Brief:
Starting at the line containing "Task: annotate each instance of the blurred shop" and ending at the line containing "x=366 y=171", recast only those records as a two-column CSV with the columns text and answer. Use one row per record, put each value in a single quoted field, and replace line breaks with spaces.

Source data:

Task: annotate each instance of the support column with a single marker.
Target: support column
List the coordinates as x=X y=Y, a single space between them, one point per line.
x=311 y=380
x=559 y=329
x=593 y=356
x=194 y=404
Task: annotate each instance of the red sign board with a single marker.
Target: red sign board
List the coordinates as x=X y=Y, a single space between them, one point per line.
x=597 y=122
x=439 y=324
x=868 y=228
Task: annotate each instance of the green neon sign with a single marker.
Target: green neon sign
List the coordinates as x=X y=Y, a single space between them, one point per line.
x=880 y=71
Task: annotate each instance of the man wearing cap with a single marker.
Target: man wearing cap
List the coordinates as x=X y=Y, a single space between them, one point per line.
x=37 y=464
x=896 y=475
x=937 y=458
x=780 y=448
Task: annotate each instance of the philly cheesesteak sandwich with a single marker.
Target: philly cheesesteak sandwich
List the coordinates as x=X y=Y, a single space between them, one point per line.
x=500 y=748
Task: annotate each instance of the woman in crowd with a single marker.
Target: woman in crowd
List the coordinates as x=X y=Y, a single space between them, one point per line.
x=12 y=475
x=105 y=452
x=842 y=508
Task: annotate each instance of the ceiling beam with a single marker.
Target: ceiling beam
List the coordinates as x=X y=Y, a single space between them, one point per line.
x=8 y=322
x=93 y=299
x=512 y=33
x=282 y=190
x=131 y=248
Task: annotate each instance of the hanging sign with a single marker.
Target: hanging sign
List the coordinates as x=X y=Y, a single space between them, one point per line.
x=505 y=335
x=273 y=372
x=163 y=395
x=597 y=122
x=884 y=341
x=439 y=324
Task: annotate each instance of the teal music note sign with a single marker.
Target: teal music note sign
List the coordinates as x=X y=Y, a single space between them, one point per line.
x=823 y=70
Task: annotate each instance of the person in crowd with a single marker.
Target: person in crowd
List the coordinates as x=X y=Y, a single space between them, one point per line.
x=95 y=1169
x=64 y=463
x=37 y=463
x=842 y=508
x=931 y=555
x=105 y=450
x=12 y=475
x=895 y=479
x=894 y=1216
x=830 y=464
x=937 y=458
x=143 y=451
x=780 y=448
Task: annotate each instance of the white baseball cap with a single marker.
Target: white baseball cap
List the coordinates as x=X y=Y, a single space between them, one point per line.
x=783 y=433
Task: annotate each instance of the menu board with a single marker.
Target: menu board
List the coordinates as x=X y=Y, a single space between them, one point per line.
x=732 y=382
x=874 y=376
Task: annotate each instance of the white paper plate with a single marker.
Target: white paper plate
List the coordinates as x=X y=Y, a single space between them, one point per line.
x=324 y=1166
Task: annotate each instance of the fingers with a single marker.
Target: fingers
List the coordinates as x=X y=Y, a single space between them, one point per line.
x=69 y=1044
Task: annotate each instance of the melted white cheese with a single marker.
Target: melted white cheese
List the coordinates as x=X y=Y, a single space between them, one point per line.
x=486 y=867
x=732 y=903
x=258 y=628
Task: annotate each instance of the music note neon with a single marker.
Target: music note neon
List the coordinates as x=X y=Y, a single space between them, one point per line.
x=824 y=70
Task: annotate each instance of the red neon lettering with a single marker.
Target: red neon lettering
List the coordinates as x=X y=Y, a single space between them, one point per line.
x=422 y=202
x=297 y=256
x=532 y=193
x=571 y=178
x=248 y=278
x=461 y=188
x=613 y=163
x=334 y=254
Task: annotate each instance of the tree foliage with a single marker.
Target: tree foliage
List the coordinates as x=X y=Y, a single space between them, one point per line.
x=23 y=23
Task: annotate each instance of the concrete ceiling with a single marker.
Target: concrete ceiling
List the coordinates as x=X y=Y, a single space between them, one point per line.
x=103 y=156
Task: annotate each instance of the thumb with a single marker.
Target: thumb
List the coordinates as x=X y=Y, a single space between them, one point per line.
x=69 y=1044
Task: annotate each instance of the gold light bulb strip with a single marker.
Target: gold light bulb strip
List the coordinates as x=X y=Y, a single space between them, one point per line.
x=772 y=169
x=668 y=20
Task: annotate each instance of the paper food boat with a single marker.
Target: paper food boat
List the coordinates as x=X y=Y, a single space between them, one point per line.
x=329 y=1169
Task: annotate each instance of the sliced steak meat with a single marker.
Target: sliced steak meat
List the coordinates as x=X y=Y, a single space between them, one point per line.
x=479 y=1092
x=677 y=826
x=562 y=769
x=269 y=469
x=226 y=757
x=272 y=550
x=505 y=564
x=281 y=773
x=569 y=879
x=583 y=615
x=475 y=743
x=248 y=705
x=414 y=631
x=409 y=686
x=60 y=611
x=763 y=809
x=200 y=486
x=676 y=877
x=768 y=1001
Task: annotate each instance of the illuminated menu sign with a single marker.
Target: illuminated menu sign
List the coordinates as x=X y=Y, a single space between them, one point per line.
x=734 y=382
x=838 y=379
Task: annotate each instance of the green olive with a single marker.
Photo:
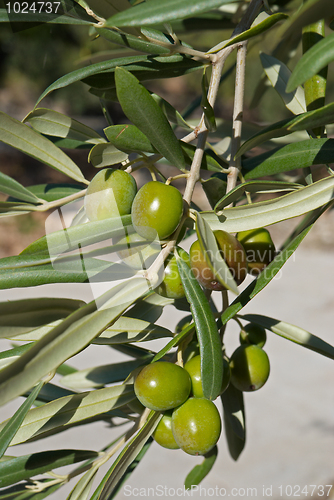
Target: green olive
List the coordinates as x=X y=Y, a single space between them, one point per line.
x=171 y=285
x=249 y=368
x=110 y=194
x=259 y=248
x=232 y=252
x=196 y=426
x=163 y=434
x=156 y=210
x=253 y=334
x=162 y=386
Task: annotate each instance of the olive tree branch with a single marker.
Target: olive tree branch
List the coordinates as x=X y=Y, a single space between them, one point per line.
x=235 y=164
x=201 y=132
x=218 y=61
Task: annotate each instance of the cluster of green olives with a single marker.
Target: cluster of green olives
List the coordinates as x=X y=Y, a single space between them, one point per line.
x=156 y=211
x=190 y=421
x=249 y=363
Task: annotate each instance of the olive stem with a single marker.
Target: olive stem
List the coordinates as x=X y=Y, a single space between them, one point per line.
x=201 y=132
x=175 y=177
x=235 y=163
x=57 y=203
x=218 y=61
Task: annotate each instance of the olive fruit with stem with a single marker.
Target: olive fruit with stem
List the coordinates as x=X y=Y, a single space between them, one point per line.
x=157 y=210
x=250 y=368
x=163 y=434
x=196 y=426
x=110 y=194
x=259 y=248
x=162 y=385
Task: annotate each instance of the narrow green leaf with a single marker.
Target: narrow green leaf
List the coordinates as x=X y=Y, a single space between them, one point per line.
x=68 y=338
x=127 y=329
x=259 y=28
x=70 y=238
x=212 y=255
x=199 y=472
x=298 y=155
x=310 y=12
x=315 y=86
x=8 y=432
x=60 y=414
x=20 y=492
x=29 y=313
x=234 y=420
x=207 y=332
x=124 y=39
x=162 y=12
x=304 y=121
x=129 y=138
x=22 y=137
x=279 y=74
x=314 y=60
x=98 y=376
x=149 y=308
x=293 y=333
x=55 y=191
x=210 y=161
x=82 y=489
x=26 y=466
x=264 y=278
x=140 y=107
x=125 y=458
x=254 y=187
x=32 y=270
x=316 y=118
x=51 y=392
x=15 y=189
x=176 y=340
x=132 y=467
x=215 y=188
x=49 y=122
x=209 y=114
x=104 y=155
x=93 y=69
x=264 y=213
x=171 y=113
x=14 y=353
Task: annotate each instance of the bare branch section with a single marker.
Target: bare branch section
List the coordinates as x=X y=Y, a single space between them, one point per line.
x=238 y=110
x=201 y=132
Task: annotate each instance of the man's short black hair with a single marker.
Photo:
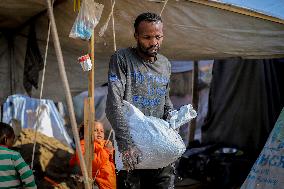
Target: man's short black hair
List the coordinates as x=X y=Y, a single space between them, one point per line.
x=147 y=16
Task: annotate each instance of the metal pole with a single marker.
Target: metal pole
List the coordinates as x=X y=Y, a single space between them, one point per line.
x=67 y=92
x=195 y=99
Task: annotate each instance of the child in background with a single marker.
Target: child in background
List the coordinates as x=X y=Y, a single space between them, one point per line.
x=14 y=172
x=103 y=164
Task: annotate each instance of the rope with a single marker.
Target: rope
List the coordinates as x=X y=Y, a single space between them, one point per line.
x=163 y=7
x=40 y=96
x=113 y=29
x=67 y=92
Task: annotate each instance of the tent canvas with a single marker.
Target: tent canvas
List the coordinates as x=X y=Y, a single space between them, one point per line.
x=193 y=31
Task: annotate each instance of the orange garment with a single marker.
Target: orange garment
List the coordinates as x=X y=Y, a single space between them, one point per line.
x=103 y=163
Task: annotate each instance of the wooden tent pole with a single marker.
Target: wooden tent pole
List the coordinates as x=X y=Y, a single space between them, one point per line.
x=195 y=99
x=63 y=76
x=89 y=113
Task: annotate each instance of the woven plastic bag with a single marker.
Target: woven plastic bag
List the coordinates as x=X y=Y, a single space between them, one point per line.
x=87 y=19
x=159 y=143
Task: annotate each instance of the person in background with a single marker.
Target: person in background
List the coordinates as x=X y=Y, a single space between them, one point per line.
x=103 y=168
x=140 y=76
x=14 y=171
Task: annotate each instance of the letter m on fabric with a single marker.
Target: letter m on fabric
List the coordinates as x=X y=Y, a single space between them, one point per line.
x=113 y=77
--
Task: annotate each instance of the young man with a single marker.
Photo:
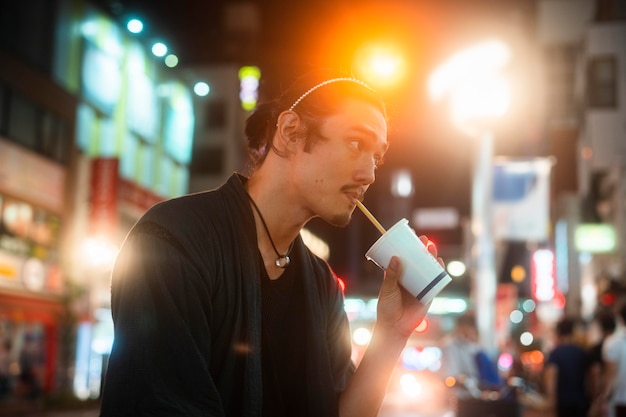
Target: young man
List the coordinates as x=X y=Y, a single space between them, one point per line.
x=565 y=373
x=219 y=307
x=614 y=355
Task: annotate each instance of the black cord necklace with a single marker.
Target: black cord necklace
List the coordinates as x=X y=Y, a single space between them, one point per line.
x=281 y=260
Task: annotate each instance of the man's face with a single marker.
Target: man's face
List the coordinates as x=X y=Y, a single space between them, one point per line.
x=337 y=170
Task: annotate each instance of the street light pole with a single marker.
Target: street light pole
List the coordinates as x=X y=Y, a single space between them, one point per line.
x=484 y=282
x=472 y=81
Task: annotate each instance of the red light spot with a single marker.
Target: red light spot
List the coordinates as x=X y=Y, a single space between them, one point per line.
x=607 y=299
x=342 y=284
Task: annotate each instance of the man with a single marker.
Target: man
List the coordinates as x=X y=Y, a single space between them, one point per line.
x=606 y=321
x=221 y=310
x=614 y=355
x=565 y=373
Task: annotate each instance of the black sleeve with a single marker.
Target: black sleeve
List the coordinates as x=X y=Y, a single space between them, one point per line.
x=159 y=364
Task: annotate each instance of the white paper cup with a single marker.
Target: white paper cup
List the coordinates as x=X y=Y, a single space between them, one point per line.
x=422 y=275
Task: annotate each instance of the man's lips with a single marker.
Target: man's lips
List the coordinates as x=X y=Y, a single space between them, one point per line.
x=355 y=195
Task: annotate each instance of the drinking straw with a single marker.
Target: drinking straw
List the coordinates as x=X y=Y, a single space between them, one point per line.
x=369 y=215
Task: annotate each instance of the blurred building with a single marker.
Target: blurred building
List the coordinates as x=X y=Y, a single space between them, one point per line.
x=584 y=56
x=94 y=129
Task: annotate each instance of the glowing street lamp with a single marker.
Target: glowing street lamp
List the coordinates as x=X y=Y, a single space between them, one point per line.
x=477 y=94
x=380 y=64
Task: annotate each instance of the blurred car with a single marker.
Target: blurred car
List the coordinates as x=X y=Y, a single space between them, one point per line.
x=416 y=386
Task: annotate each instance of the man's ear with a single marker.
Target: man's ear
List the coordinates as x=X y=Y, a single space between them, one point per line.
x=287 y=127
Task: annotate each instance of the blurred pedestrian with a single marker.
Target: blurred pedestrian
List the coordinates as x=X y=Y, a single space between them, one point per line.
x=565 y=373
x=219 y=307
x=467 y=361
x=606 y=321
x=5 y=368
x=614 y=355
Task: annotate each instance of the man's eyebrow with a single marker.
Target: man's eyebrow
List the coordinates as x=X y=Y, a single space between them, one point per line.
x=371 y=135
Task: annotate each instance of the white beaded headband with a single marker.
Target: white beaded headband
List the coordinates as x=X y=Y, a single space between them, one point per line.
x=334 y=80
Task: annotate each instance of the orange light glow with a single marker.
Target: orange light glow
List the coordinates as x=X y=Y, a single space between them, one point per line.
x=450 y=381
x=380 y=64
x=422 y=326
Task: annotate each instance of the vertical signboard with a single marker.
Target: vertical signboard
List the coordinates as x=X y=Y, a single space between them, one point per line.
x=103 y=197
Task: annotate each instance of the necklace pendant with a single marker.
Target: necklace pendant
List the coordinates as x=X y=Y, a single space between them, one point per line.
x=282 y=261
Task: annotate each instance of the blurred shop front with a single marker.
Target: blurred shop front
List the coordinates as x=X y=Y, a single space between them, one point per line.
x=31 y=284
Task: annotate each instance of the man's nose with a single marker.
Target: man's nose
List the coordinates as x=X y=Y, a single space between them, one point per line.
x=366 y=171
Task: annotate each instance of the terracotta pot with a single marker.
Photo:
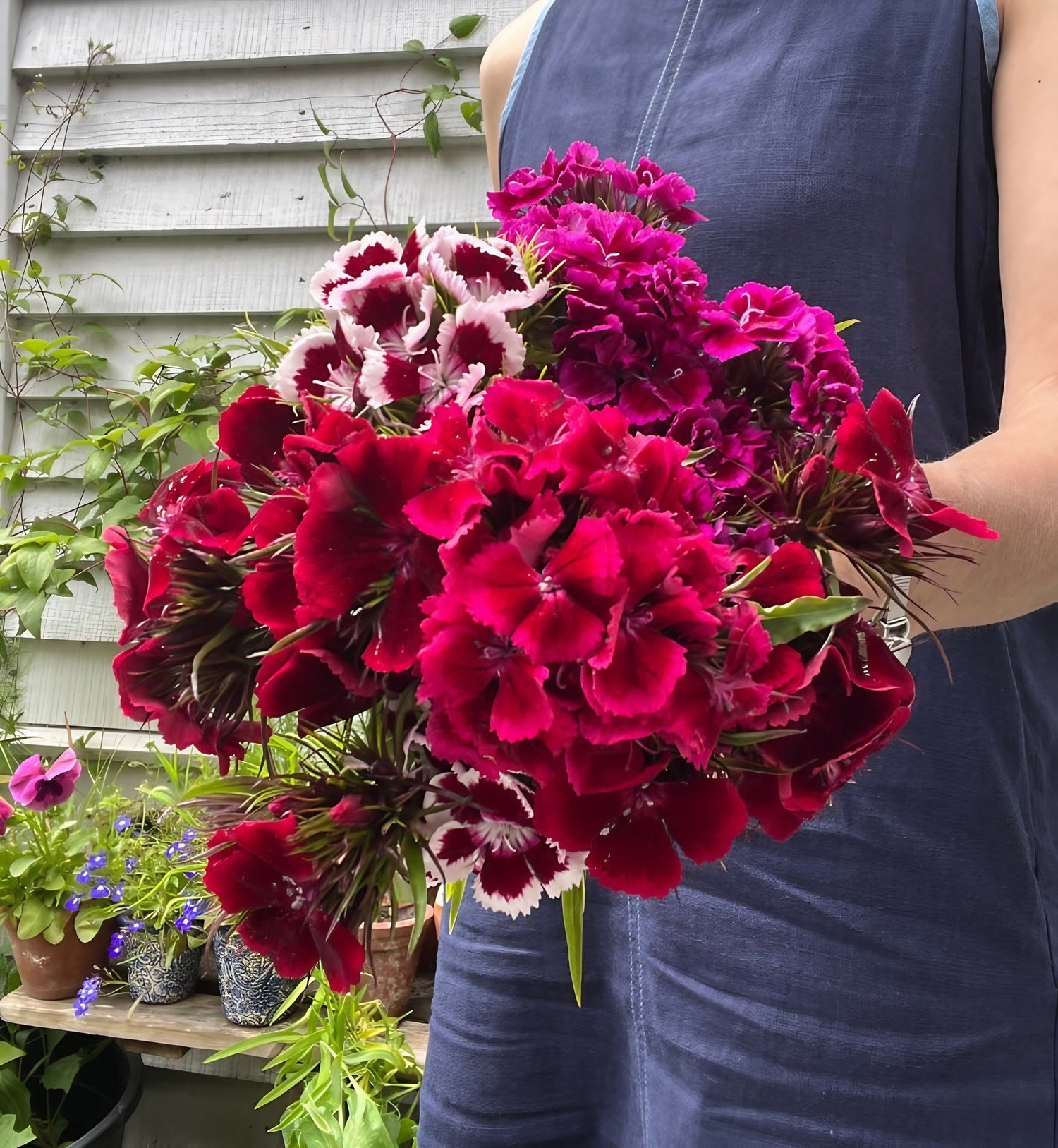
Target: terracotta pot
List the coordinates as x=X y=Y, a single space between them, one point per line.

Answer in full:
text,answer
"Task: annotate each instance of the blurred shop front with a single marker. Target: blurred shop front List the coordinates as x=X y=Y, a single space between them, one point per line.","x=31 y=284"
"Task: annotate each instance of the man's nose with a single marker. Target: man's nose List the coordinates as x=X y=Y, a single space between them, one point per line.","x=366 y=171"